• [YOUR OBJECTIVE] Rewrite everything from the line containing "A single marker falls on each instance of the trash" down to the end of the records, replacing "picture" with "image" and leaving all else unchanged.

• [INFORMATION SUPPLIED]
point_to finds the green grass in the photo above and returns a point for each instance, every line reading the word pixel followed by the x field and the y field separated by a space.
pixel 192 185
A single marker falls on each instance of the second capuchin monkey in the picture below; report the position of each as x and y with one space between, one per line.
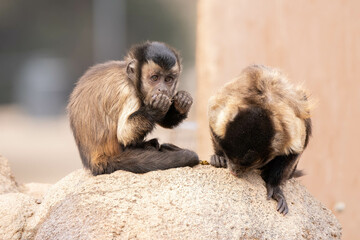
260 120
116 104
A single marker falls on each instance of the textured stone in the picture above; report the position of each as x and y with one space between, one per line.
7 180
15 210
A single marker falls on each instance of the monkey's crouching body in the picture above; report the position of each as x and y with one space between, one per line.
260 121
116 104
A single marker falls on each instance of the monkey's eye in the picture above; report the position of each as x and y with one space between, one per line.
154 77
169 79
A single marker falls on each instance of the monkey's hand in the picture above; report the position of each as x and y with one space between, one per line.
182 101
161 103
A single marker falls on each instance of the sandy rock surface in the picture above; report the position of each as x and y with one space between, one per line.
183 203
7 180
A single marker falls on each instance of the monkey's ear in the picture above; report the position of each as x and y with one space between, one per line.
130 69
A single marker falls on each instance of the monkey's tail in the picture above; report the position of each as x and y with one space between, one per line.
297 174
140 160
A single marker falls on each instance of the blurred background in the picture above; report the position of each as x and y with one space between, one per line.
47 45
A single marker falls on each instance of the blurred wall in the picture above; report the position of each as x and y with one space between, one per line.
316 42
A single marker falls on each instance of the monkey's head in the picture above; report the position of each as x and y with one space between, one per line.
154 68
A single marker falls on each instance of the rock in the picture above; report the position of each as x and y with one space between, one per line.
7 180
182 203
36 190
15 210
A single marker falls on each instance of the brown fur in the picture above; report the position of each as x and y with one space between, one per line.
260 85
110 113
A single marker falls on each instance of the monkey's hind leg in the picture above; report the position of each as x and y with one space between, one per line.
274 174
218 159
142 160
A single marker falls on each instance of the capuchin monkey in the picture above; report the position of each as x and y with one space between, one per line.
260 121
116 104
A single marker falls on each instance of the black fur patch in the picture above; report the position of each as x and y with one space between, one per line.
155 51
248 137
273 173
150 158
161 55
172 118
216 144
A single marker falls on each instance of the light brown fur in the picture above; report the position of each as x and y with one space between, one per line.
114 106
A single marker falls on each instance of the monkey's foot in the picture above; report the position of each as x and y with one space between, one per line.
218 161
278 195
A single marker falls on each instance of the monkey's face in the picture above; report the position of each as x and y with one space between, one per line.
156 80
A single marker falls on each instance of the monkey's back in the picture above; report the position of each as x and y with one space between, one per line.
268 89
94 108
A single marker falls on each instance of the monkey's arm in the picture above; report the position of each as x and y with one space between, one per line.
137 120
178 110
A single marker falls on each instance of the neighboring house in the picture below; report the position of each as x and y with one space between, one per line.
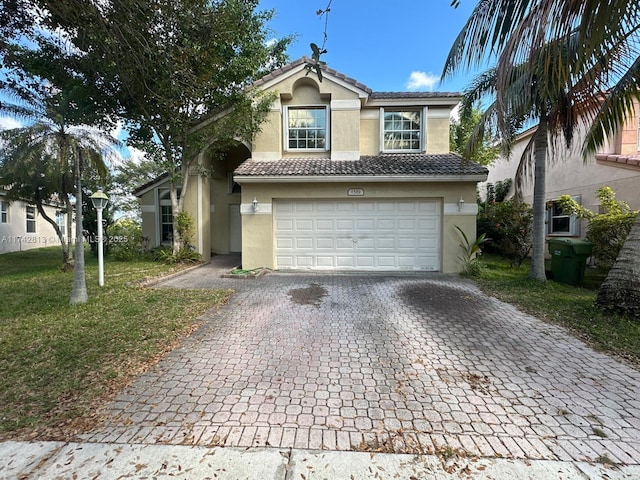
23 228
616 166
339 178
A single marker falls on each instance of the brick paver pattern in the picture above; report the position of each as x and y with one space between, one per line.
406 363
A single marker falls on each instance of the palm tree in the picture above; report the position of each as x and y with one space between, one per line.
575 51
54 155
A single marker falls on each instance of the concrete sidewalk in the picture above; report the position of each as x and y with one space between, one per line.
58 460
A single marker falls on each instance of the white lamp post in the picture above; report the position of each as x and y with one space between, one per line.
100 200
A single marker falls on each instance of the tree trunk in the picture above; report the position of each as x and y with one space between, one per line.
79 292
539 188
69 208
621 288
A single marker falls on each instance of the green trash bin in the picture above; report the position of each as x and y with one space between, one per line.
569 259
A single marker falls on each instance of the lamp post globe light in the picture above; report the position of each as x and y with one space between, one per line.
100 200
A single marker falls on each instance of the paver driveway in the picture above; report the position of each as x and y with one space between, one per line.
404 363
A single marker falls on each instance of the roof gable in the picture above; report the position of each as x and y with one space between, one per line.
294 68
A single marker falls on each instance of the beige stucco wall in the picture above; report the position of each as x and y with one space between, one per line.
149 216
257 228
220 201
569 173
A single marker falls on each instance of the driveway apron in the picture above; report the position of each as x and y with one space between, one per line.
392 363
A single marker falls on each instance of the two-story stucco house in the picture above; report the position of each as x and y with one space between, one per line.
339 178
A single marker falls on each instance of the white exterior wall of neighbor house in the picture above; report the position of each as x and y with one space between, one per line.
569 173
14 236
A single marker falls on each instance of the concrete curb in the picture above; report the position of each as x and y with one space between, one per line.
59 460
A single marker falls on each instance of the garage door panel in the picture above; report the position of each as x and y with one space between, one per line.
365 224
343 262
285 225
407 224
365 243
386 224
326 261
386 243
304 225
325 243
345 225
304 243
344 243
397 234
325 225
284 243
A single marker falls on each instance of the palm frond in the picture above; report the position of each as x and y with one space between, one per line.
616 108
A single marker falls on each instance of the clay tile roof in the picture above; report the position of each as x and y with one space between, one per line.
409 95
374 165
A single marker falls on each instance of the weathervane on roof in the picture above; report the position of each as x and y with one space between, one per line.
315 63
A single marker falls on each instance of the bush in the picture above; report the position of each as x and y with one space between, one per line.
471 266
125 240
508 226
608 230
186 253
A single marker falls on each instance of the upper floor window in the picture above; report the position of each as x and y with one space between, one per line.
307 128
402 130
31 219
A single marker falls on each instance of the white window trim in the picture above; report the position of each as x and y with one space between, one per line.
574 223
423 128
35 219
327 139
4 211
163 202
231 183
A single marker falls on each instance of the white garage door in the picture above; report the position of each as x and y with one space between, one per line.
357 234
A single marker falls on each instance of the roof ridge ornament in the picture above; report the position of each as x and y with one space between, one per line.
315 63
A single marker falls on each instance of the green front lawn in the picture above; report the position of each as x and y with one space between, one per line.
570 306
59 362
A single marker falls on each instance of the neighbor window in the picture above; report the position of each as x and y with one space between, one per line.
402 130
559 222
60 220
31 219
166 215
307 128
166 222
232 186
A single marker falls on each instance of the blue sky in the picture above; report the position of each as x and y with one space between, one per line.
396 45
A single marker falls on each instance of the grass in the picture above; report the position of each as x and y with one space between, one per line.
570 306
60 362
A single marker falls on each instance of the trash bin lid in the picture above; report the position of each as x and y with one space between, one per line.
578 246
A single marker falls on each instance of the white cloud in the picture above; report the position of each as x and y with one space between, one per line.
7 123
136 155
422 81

• [WRITTEN SOLUTION]
A single marker falls on each instance of the trash bin lid in the image above; report the position of each as x and y with one space between, one per line.
578 246
A single marker falls on each instance of the white cloud in the image above; report the position of each as x and y with one space between, one per line.
7 123
136 155
422 81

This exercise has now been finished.